# [Task to carry out]
Could you retype exactly the lines below between the one holding "Annotation task — pin every instance of the butterfly" and the one holding "Annotation task — pin every instance of the green leaf", inclusive, leaving out any pictures?

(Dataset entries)
───

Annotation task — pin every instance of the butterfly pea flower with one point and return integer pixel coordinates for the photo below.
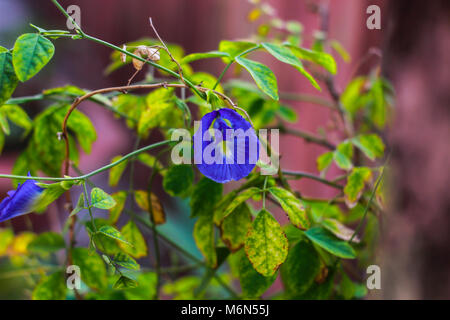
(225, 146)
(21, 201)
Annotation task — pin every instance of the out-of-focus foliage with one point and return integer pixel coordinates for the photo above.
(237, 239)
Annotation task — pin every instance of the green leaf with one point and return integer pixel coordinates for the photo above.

───

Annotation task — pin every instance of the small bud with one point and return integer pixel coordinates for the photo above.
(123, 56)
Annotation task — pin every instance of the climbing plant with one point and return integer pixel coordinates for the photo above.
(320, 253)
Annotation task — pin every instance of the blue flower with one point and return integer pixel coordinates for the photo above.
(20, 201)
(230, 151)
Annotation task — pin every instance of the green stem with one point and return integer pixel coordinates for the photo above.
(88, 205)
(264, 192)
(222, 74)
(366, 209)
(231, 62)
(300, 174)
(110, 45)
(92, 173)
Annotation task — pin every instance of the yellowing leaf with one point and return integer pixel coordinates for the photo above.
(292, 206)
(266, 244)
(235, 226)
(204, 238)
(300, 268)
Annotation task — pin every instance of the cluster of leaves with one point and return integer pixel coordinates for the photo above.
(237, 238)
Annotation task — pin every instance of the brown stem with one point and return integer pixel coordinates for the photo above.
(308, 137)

───

# [Worked solution]
Annotation task — pin every instance of the butterfly pea flower with one point and return integer pixel coordinates for the photo below.
(225, 146)
(21, 201)
Annotation task — pin every instance of the out-of-focus foliage with one point and return integer pixel coordinates for the photo above.
(237, 239)
Annotation task — pin every instance of the green leaf with one point and return integer pixel coordinates for the photo above.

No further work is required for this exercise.